Text:
The idea of preserving the unique biological and cultural features of the Makalu Barun area was already conceived in the mid-1980s. The management plans accomplished in 1990 also addressed the issue of protecting the upper watershed of the Arun River. In 1991 Makalu Barun National Park was gazetted. When in 1999 the bufferzone was declared, the park was the first to include an adjacent inhabited conservation area. About 35,000 people reside in 12 Village Development Committees, who are primarily subsistence farmers of Sherpa, Rai, Gurung, Tamang, Magar, Newar, Brahmin and Chhetri ethnic groups.
Both national park and conservation area are administered by the Department of National Parks and Wildlife Conservation. An innovative park management approach encourages local people to become actively involved in conserving their rich cultural heritage and protecting forests and natural resources, upon which their lives depend.
The inaccessible valleys of the Barun River, glacier-fed tributary to the Arun River, and of its tributary Saldima, treasure some of the last remaining pristine forests and alpine meadows. They have been designated as a Strict Nature Reserve, the first in Nepal, in order to protect natural ecosystems and processes in an undisturbed state for scientific study, environmental monitoring, education and the maintenance of genetic resources.
The park is located in the eastern climatic zone of the Himalayas, where monsoon already starts in June and eases off in late September. During these months about 70% of the annual precipitation of 4,000 mm (160 in) falls. The first monsoon clouds reach the area already in April. Temperatures vary greatly due to the extreme difference in altitude in the entire area. Lower elevations are temperate throughout winter and hot during April and May.

What this task involves: Condense the paragraph of the Makalu Barun text that begins "The park is located in the eastern climatic zone" into a bulleted list that keeps its main facts. Rely only on the Makalu Barun text.

[Stored data entries]
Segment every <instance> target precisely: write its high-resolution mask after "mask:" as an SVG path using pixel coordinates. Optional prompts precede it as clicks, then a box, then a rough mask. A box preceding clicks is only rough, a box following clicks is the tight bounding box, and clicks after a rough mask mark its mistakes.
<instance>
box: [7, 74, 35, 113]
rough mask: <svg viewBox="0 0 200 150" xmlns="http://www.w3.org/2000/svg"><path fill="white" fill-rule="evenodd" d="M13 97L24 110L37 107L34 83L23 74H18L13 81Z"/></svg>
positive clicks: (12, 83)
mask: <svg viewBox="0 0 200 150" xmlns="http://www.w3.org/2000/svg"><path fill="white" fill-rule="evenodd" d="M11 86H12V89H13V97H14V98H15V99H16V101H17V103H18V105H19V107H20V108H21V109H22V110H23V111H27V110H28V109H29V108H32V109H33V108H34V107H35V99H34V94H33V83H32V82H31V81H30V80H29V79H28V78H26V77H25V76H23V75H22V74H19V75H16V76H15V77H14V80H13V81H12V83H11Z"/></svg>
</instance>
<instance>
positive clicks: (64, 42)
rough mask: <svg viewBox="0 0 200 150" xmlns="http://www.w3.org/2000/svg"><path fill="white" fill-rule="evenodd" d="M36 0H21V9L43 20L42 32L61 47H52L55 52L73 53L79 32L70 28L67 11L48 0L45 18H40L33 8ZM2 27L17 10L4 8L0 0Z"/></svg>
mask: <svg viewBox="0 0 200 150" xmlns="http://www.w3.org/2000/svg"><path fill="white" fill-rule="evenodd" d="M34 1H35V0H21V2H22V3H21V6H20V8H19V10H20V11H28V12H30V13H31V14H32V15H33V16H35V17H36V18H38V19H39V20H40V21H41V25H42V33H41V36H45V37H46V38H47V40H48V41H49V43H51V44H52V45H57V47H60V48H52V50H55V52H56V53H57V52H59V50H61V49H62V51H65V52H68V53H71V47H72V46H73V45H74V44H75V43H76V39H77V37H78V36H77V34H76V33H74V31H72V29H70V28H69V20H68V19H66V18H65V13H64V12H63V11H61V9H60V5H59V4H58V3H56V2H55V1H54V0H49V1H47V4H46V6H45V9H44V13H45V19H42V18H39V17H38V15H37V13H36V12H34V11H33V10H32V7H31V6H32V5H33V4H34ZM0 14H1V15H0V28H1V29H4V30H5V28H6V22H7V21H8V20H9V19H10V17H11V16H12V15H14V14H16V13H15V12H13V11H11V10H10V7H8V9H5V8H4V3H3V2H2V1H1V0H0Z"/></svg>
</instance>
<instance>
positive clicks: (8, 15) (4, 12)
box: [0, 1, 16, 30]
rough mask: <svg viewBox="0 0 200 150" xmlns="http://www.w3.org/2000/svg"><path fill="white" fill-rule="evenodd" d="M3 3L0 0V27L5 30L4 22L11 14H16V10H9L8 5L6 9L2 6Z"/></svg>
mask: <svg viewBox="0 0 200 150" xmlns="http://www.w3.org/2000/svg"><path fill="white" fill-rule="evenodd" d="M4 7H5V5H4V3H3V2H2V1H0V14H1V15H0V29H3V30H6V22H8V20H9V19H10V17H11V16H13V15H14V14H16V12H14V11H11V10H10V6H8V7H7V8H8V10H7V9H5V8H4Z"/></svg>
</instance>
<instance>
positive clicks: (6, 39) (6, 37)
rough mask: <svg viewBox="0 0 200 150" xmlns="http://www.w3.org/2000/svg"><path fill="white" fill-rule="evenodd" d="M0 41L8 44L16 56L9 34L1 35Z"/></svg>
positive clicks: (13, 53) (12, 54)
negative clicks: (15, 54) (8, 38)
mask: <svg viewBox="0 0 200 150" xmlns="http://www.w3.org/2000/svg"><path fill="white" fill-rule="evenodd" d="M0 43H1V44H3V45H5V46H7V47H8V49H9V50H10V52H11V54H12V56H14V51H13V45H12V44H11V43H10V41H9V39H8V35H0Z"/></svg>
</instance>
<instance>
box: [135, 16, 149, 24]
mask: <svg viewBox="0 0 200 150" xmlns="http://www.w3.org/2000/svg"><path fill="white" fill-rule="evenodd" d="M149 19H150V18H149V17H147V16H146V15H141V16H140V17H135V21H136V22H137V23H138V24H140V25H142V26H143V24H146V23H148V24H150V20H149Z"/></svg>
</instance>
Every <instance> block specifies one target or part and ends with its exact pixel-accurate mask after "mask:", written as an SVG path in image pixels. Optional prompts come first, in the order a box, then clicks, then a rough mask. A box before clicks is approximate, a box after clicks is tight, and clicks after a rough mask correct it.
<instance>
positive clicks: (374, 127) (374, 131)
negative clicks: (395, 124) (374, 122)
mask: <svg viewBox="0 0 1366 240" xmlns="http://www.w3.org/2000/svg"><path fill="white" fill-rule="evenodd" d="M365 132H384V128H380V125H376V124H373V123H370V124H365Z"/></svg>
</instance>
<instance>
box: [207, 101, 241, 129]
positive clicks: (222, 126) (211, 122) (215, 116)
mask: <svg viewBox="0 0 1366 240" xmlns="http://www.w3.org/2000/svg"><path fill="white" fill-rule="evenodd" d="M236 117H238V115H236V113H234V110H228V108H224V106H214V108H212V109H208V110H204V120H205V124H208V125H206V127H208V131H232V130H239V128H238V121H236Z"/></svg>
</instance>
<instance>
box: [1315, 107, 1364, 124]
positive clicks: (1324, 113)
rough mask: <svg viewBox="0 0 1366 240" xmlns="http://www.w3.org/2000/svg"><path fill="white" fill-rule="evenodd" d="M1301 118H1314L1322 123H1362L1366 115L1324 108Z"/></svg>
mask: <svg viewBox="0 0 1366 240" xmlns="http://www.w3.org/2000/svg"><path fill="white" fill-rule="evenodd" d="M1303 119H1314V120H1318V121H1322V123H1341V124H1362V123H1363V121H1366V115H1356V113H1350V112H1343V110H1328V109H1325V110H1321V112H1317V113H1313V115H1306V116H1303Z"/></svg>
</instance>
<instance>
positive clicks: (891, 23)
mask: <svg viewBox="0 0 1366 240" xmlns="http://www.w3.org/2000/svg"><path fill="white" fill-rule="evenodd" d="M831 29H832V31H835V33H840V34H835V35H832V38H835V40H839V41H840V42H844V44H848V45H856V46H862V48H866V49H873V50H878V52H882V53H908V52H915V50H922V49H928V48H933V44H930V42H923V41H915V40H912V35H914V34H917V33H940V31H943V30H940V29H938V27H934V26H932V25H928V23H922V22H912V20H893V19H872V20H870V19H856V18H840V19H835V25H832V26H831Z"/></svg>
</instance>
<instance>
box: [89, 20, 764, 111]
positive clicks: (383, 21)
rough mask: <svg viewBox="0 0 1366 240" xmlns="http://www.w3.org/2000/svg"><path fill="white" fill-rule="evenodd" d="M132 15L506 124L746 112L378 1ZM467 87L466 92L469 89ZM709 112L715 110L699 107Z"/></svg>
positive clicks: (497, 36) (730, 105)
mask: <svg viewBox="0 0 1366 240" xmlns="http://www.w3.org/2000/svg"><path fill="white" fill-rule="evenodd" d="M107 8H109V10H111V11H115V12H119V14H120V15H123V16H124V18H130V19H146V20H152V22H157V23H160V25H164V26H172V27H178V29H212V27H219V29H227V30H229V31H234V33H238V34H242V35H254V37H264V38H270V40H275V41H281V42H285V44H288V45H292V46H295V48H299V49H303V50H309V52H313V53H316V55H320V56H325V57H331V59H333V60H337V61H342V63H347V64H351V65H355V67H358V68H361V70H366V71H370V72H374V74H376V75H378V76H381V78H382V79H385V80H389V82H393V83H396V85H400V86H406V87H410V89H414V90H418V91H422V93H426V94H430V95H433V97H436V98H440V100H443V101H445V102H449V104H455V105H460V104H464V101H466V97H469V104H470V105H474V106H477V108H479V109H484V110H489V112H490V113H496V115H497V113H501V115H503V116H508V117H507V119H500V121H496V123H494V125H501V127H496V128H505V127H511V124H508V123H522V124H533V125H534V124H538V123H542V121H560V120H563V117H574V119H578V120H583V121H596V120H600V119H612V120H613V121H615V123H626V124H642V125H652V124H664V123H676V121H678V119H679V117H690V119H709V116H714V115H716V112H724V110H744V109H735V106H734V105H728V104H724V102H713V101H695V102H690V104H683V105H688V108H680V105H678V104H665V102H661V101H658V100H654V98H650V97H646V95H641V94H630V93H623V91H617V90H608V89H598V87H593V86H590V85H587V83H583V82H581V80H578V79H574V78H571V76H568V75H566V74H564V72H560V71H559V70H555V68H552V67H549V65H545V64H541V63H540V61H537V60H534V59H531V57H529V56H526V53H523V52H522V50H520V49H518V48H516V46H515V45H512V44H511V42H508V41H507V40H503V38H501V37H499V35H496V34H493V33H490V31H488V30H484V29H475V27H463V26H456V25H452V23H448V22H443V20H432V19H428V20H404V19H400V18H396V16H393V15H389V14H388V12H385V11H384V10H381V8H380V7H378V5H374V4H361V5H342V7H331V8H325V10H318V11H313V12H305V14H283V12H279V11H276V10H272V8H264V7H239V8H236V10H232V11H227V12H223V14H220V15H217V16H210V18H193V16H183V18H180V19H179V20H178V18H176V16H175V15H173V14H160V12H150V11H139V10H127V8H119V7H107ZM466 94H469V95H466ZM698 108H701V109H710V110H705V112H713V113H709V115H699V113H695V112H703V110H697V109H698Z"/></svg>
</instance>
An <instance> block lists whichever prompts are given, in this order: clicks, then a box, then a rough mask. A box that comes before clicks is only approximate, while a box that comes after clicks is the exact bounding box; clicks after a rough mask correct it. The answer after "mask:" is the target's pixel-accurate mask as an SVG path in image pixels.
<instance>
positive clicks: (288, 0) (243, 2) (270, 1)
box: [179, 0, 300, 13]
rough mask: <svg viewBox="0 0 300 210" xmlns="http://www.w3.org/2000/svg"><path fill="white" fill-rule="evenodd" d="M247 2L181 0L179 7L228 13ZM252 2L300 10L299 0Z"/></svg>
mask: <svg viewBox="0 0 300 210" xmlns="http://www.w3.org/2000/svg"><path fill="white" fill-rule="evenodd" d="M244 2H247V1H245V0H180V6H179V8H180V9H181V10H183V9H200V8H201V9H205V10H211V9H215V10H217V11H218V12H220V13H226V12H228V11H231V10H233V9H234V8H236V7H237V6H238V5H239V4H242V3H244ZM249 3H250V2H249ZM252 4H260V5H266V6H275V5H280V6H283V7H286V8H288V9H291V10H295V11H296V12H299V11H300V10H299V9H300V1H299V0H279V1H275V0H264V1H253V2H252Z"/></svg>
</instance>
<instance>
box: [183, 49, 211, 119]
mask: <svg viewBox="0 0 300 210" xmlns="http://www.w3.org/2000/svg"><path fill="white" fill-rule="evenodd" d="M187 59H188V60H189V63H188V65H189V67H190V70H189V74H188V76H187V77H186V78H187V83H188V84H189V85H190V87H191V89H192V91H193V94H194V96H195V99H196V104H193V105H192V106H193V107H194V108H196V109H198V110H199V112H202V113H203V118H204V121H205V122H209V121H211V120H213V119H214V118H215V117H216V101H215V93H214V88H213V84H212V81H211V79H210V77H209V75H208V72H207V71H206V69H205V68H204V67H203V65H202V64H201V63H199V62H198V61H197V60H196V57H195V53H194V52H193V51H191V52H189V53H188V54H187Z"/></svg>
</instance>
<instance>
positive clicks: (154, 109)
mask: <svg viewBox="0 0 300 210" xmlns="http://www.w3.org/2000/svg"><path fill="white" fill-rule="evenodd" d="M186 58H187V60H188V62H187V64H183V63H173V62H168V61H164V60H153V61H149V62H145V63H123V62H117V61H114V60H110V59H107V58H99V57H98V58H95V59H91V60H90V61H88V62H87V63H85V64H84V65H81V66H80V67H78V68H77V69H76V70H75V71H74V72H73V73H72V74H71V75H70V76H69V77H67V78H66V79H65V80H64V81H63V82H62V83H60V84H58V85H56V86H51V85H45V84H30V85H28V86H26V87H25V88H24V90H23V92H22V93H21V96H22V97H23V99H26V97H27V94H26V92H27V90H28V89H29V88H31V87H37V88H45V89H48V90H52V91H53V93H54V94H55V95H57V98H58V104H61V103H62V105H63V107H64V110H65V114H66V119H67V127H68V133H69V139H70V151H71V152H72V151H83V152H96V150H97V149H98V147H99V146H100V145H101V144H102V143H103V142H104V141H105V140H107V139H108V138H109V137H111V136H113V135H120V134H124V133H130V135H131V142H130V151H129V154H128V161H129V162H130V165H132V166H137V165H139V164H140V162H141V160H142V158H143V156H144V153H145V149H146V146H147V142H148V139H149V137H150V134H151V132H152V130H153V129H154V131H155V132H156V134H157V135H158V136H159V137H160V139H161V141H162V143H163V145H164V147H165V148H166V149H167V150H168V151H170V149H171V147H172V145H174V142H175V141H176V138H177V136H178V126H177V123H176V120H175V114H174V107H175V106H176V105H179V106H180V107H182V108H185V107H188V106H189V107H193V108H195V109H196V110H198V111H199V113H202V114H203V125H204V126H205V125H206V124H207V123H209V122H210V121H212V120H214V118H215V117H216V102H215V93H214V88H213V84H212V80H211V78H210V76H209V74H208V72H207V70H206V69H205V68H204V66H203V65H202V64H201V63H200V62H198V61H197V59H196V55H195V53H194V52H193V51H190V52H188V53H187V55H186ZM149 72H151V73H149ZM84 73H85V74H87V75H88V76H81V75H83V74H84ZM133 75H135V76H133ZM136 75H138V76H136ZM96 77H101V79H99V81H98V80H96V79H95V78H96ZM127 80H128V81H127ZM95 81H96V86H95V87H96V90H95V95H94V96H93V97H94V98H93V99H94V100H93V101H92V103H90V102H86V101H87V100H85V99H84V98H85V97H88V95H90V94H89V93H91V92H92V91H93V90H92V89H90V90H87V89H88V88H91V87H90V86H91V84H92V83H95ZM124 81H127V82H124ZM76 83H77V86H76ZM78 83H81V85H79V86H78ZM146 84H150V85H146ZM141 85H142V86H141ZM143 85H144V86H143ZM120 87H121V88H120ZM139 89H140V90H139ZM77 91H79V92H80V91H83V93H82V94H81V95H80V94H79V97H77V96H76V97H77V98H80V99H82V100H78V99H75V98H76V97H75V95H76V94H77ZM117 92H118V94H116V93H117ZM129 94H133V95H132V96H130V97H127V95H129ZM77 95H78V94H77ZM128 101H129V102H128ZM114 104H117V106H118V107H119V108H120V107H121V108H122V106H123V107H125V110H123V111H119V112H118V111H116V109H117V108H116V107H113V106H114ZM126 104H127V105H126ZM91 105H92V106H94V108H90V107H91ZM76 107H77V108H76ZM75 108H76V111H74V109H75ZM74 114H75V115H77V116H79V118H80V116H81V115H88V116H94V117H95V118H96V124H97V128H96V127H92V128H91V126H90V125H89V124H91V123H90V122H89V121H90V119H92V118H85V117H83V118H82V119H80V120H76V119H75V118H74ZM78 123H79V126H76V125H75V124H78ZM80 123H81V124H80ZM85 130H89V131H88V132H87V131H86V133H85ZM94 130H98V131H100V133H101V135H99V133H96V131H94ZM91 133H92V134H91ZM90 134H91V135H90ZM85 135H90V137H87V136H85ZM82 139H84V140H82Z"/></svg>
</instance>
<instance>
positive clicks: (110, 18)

Written solution:
- The park lies in the eastern climatic zone of the Himalayas.
- The monsoon starts in June and eases off in late September.
- About 70% of the annual 4,000 mm (160 in) of precipitation falls in those months.
- The first monsoon clouds arrive as early as April.
- Temperatures vary greatly because of the extreme differences in altitude.
- Lower elevations are temperate in winter and hot in April and May.